You are to retype all of the data exactly as it appears.

Exercise input

+-------+

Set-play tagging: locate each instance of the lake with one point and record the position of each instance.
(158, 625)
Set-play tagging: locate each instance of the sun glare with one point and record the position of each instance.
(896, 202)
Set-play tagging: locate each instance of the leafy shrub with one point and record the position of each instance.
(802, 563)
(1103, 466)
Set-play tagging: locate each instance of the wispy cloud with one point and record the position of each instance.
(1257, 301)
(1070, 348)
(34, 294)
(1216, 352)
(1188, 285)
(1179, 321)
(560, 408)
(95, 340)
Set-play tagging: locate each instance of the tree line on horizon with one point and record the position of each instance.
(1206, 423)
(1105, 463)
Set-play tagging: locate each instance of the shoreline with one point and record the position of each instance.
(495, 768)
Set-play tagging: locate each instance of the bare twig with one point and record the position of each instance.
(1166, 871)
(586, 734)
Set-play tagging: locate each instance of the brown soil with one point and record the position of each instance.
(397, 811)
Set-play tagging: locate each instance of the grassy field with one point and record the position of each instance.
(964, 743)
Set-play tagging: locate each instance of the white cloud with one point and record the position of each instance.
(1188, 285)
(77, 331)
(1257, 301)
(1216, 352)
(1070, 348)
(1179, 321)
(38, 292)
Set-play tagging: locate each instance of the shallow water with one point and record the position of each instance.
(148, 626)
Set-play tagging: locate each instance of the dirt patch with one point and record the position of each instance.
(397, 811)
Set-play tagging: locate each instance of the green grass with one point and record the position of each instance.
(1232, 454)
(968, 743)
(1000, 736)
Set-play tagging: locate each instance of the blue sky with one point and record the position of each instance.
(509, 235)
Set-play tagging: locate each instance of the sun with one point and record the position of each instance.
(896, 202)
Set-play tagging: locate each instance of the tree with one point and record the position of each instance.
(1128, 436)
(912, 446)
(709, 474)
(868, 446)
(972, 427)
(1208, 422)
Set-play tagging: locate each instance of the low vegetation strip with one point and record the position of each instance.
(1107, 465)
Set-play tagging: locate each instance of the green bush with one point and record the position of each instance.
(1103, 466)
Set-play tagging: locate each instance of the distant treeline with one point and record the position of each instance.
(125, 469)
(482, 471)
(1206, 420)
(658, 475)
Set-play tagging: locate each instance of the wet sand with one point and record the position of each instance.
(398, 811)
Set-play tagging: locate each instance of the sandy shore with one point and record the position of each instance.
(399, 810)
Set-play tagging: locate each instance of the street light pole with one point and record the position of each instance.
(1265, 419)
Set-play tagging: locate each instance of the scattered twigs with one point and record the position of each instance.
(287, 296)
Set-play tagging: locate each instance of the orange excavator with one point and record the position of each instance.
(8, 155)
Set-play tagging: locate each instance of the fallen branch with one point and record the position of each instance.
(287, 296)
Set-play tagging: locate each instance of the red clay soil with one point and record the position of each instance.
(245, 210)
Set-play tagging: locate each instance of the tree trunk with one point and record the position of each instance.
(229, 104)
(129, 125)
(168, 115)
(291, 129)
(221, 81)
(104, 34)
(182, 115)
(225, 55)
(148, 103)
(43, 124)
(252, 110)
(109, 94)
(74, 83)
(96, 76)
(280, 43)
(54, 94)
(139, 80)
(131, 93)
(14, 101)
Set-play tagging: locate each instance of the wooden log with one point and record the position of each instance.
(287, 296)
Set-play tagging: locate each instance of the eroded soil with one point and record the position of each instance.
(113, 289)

+-------+

Solved problem
Set-play tagging: locate each instance of the lake with one point and record the position of each instance.
(158, 625)
Set-play tagging: locate each instance of the sun glare with one point and record the position of each instance.
(896, 202)
Set-play tagging: locate each instance of the leafy shrub with one point and record the position of each instance.
(802, 563)
(1103, 466)
Set-play tagging: locate each instance of the wispy cloud with one point and record the position of each instance.
(1257, 301)
(1070, 348)
(34, 294)
(1216, 352)
(1188, 285)
(1179, 321)
(560, 408)
(95, 340)
Set-play tagging: locate each instance of the tree line on horizon with one point and record the position of each instance.
(1206, 423)
(1105, 463)
Set-play tagging: locate each instance of the shoreline with one point and record the position of each instance.
(495, 768)
Set-play tagging: locate each instance of the bare twig with one point and record the position of each instance.
(1166, 871)
(586, 734)
Set-play tagging: locate each instance of the brown soil with one point and record the position of each instance.
(397, 811)
Set-play tagging: locate each instance of the grassy field with one point and record the position of each instance.
(964, 743)
Set-play tagging: locate each instance of the white cloud with one point and record the position of each instance.
(1188, 285)
(77, 331)
(1257, 301)
(1216, 352)
(1070, 348)
(1179, 321)
(38, 292)
Set-play tagging: locate each instance of the shallow water with one point and record the position of each instance.
(148, 626)
Set-play tagging: locate each instance of the dirt patch with one point and record the position of each instance.
(397, 811)
Set-play tagging: locate each instance of the green grass with one point and record the position of each instance.
(1232, 454)
(968, 743)
(1000, 736)
Set-play tagging: locate each instance of the blue sky with one point and record the position of each instance.
(509, 235)
Set-play tagging: locate each instance of the sun with one point and record the position of each instance.
(896, 202)
Set-play tagging: locate each instance of the tree with one point and record the position of each instance.
(1128, 436)
(912, 446)
(709, 474)
(868, 446)
(972, 427)
(1208, 422)
Set-play tagging: locate each instance of the low vegetation strip with one point and record the position of each instance.
(1107, 465)
Set-play tagging: locate each instance of the green bush with one point and record the position of each instance.
(1103, 466)
Set-play tagging: locate each instance of the distant treeline with one point and record the position of each instance.
(125, 469)
(482, 471)
(1206, 420)
(658, 475)
Set-play tagging: locate each instance of the wet sand with one point and record the position of each instance.
(398, 811)
Set-play tagging: locate each instance of the sandy shore with one point and record the position of each instance.
(399, 810)
Set-play tagging: locate each instance of the street light pole with one point and record the position of each instance.
(1265, 419)
Set-play tagging: locate each instance of the scattered twigs with one point and record the position of each instance.
(287, 296)
Set-play tagging: locate each instance of the orange excavator with one point and record the position of each instance.
(8, 155)
Set-play tagging: locate each instance of the fallen branch with one point and record the position of each instance.
(287, 296)
Set-play tagging: locate each instance of the red clay soil with one point and record the position of each instance.
(245, 210)
Set-play tagging: locate each instance of the tree trunk with one point and record the position of each instance.
(229, 104)
(129, 125)
(168, 115)
(291, 129)
(221, 81)
(104, 34)
(182, 115)
(225, 55)
(148, 103)
(43, 124)
(252, 110)
(109, 94)
(74, 83)
(96, 76)
(280, 43)
(54, 94)
(139, 80)
(131, 93)
(14, 101)
Set-play tagging: locate each instance of the wooden log with one point and record the position of each instance.
(287, 296)
Set-play tagging: locate each instance of the eroded soil with one point and record the position of each instance.
(113, 289)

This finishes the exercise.